---------- Given data ----------

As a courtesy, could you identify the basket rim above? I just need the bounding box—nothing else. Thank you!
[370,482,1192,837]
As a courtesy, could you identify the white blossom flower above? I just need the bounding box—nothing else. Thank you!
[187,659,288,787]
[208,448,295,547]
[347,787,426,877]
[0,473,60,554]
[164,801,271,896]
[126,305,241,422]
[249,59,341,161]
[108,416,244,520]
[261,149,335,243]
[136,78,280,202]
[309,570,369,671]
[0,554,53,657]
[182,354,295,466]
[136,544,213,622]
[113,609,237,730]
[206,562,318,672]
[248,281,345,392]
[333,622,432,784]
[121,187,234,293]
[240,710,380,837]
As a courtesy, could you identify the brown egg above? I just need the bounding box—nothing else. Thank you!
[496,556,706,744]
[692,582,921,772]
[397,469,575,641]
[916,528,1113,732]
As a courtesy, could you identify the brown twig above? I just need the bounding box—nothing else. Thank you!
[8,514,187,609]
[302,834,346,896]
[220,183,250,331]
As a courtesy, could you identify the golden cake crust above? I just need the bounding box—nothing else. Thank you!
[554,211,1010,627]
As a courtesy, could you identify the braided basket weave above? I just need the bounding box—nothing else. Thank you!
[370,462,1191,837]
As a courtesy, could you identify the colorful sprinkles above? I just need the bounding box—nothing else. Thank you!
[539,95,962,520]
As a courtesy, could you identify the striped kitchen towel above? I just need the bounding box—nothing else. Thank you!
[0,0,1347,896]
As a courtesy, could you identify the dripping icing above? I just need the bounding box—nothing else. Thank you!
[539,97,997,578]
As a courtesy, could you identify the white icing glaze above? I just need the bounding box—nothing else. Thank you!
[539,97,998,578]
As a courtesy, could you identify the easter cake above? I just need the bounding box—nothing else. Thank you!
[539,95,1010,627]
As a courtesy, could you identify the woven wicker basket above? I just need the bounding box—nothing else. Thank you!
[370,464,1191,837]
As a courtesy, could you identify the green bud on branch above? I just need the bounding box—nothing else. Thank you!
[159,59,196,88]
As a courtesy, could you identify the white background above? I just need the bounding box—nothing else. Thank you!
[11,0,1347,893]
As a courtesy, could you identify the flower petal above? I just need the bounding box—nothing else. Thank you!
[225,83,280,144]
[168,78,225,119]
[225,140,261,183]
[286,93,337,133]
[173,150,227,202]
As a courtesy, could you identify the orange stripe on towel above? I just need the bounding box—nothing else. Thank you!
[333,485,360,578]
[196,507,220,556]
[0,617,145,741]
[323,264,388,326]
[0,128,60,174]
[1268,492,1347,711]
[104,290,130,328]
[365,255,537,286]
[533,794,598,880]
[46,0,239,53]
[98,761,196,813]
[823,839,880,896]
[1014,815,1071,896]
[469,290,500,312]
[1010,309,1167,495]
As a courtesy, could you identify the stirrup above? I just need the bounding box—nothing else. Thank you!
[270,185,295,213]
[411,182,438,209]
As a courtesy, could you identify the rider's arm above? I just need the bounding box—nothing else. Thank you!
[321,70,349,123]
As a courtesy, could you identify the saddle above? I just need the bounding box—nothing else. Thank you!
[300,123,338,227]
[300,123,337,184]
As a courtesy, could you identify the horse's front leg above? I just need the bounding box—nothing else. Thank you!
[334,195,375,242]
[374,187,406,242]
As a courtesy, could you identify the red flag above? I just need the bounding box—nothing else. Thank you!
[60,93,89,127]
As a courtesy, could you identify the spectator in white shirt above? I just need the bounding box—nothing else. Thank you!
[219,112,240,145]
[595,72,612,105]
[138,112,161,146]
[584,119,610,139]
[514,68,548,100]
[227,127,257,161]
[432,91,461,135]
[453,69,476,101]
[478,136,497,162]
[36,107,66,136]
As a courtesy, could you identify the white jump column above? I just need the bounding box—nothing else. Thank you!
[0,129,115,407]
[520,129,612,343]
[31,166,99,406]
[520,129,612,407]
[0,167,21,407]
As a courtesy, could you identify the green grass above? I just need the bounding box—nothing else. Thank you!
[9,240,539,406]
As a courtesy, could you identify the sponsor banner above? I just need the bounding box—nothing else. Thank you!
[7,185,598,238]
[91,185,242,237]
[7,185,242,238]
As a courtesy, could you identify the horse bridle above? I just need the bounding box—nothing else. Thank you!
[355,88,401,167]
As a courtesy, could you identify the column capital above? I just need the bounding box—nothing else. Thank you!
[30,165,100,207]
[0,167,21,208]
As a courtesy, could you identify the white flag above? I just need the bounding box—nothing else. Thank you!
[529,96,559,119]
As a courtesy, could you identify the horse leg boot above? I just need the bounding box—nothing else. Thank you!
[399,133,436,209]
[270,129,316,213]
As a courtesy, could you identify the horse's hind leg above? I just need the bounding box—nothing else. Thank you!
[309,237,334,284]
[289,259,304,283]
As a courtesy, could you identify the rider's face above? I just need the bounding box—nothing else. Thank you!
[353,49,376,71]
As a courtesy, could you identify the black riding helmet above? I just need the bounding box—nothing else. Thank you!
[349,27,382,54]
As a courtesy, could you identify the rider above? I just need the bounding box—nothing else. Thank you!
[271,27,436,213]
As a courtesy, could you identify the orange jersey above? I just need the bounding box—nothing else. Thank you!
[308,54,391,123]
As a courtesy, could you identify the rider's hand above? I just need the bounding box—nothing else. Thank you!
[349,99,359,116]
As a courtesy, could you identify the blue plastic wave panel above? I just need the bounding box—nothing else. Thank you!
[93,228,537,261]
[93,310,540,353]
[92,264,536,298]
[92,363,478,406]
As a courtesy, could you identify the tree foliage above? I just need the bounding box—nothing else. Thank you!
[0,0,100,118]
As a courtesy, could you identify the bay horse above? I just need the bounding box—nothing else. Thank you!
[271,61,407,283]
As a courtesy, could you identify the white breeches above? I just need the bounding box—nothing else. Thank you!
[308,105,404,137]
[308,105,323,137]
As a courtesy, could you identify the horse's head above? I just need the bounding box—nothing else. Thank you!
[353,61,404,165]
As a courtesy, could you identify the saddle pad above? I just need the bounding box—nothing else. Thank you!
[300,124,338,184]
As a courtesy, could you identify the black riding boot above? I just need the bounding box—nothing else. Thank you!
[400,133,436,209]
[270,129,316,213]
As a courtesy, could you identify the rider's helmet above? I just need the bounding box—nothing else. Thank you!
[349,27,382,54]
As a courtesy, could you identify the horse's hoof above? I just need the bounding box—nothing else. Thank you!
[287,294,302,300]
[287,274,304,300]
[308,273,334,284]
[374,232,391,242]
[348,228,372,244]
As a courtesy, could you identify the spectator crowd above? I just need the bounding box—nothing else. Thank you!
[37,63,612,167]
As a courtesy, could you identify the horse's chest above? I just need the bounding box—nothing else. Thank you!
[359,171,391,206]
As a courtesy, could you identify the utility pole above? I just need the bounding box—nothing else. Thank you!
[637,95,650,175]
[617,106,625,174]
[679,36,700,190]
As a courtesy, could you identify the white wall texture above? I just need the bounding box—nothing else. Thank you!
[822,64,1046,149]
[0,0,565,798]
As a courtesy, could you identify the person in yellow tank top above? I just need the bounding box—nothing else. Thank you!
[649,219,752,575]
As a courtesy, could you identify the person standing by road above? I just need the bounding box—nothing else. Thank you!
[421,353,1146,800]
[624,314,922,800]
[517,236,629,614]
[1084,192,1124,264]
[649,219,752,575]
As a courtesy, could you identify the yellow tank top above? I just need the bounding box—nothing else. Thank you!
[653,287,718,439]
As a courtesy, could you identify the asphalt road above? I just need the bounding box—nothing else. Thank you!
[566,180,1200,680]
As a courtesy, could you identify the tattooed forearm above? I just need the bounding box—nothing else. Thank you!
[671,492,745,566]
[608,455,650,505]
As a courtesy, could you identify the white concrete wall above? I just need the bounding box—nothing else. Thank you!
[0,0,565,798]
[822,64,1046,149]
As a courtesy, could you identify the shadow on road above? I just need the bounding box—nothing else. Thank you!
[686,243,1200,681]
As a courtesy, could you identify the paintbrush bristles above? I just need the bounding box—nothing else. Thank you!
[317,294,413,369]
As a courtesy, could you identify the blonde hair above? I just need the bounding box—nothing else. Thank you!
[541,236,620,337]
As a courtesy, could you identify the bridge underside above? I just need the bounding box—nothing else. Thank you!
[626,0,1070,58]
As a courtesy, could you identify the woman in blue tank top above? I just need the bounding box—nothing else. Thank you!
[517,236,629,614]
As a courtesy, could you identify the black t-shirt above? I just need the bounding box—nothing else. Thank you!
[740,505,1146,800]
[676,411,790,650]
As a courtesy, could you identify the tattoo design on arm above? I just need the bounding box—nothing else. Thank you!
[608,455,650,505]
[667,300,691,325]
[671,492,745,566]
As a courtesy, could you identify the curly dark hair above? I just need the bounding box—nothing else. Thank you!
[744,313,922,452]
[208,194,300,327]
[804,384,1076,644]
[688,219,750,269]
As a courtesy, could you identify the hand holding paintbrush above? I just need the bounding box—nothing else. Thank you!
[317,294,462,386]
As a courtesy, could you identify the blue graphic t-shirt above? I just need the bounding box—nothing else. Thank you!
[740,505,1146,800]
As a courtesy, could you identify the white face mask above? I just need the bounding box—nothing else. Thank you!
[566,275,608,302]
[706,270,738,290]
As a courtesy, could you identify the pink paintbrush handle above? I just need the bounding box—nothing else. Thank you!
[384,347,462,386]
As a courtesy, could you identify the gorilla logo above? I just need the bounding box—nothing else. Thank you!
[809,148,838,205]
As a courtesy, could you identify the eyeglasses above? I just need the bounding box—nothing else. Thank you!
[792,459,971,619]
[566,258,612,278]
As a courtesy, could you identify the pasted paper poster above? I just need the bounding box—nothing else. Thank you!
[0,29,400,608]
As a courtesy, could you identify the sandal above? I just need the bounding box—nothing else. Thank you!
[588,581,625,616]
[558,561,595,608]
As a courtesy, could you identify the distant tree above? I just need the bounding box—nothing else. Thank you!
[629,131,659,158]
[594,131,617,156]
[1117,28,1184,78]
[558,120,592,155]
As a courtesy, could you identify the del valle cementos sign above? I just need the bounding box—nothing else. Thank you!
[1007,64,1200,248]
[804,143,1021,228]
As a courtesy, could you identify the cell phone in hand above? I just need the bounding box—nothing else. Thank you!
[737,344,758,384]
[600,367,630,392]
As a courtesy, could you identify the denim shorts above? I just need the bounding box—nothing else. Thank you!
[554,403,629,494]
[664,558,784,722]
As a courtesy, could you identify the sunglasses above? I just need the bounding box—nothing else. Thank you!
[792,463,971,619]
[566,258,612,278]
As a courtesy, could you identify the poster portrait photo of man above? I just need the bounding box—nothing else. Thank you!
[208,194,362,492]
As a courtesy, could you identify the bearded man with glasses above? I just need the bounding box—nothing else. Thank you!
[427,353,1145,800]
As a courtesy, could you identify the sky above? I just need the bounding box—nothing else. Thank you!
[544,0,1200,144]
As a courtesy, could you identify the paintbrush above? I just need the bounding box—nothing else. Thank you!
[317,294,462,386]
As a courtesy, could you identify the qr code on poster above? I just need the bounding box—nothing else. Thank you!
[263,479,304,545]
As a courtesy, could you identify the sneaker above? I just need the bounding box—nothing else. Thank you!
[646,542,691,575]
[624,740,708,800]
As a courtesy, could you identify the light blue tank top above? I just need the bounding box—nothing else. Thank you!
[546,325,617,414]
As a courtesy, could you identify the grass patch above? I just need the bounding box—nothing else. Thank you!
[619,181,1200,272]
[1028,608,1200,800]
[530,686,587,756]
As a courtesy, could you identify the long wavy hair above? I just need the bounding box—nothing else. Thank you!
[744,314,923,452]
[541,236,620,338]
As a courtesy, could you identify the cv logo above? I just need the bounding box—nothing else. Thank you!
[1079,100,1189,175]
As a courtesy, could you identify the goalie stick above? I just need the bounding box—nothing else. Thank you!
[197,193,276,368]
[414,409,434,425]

----------

[Challenge]
Can you print, unchanged, the lines of the listing from the line containing "As a courtesy, could you identify the brown egg" through the line containing "[539,97,997,578]", including both of those lines?

[Exercise solution]
As a courtesy, could you identify the brown egg above? I just need the bounding box—nothing else. Thank you!
[496,556,706,744]
[692,582,921,772]
[397,469,575,641]
[916,528,1113,732]
As a courtesy, could you identify the brown twig above? I just need the bounding box—nothing else. Thank you!
[8,514,187,609]
[302,834,346,896]
[220,183,250,331]
As a courtesy, could you identify the golden cake crust above? I just need the bounding box—nothing else. Thank you!
[554,211,1010,627]
As a courtesy, could you identify the braided basket weave above? I just need the bounding box—nothing else. Thank you!
[370,462,1191,837]
As a courtesy, could you identify the colorful sprinkles above? I just need the bounding box—nothing else. Thank you!
[539,95,962,520]
As a courtesy, could you identify the striped kitchen towel above? I just need the bounding box—nothing else. Thank you!
[0,0,1347,896]
As a courtesy, could you identify the dripping icing above? I just need the bounding box—nothing else. Thank you!
[539,97,997,578]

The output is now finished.